- [Texte fourni]:
※ ※ ※

Migrants – Maroc : l’autre pays en première ligne
Le volontarisme du Maroc vers l’Afrique n’est pas qu’économique et politique. Il est aussi social comme l’atteste sa politique vers les migrants.
Par Malick Diawara
Organiser dans un cadre réfléchi la situation des migrants
En effet, alors que les expulsions systématiques de migrants tiennent lieu de politique dans un certain nombre de pays, le Maroc a décidé de prendre le taureau par les cornes et d’organiser au mieux sur son territoire leur situation. Cela ne signifie pas que tout va pour le mieux dans le meilleur des mondes. De pays d’émigration à pays réceptif en passant par le stade de pays de transit, le royaume chérifien a eu peu de temps pour se rôder aux meilleures pratiques en la matière. Mais il compense par une volonté politique forte, teintée d’un réalisme de bon aloi. Procéder à des expulsions en dehors de tout cadre légal et organisé ferait véritablement désordre alors que le Maroc a fait de la coopération avec l’Afrique subsaharienne la colonne vertébrale de l’axe Sud-Sud qu’il s’évertue à construire. La décision prise en septembre 2013 de mettre en place une politique de régularisation des migrants est donc bien teintée de bon sens.

※ ※ ※

Recopiez, dans le texte sur les migrants au Maroc, la partie qui commence par les mots contenant « Migrants – Maroc » et se termine par « vers les migrants. ». Le listing ci-après est un matériau indépendant du texte sur les migrants au Maroc.

- [Listing affiché]:
※ ※ ※

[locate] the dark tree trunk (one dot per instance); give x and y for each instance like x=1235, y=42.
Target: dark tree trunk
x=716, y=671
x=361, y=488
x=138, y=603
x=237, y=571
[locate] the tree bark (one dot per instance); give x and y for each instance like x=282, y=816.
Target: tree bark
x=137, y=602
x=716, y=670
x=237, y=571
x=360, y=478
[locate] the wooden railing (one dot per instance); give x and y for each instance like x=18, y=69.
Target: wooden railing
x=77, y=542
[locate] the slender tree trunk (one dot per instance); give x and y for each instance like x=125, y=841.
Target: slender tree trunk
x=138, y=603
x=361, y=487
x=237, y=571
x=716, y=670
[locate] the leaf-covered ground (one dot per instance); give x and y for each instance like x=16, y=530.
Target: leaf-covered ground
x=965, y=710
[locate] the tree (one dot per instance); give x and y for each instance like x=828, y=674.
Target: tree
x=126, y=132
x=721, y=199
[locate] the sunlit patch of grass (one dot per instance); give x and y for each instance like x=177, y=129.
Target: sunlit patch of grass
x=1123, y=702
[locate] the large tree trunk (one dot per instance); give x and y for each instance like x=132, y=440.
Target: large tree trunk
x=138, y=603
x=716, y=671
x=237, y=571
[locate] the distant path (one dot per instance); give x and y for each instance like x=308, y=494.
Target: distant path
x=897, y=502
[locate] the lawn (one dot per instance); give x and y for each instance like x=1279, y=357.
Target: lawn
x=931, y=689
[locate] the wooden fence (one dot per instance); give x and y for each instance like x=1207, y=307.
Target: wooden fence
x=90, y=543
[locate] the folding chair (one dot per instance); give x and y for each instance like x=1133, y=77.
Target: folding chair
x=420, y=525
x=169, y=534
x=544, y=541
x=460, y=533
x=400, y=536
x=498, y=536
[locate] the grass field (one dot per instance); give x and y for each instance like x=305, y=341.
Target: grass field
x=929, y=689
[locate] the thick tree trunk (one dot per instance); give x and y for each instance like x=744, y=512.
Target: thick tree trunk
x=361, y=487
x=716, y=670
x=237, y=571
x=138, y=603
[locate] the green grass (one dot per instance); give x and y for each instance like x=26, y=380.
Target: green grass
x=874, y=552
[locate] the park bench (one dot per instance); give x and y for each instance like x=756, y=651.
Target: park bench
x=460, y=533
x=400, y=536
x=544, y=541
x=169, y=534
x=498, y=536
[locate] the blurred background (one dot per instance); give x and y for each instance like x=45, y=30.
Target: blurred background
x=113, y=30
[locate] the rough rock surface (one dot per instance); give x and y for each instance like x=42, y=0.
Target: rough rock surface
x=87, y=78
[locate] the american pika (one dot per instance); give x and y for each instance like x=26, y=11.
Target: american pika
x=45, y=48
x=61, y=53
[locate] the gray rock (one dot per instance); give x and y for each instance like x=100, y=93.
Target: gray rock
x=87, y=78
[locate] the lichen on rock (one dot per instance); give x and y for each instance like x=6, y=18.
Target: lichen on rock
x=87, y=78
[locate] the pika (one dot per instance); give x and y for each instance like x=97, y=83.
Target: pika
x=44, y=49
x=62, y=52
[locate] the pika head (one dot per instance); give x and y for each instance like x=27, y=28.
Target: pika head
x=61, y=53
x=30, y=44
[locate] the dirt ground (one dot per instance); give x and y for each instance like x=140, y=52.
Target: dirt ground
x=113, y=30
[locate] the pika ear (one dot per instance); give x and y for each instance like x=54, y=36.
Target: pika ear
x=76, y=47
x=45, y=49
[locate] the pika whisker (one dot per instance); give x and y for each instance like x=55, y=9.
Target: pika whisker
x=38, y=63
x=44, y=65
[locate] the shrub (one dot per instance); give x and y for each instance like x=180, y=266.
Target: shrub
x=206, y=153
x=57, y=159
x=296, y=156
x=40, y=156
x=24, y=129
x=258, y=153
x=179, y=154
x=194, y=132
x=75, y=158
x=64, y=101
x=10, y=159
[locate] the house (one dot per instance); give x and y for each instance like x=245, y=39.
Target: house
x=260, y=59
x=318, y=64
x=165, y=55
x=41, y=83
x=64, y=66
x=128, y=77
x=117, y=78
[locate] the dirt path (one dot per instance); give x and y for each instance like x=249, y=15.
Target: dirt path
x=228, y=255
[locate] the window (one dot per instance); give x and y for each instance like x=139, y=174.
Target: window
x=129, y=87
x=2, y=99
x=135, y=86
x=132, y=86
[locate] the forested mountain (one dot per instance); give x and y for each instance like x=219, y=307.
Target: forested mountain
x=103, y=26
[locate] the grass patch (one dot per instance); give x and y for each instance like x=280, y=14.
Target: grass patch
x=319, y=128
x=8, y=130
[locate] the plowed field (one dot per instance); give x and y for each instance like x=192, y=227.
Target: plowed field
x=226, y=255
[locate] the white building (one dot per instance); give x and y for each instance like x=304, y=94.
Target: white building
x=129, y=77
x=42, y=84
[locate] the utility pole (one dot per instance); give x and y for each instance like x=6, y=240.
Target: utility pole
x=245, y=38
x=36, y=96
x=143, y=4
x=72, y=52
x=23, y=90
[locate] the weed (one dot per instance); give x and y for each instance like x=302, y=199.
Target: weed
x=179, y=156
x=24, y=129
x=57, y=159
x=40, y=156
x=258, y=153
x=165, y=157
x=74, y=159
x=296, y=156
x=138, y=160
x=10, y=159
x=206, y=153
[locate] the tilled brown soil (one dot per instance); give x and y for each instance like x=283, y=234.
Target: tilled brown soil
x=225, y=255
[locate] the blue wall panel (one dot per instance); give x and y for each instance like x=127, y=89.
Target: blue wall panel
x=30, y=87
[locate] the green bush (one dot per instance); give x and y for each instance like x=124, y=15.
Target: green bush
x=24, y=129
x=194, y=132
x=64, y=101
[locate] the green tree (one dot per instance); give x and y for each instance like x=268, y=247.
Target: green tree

※ ※ ※

- [Réponse rédigée]:
Migrants – Maroc : l’autre pays en première ligne
Le volontarisme du Maroc vers l’Afrique n’est pas qu’économique et politique. Il est aussi social comme l’atteste sa politique vers les migrants.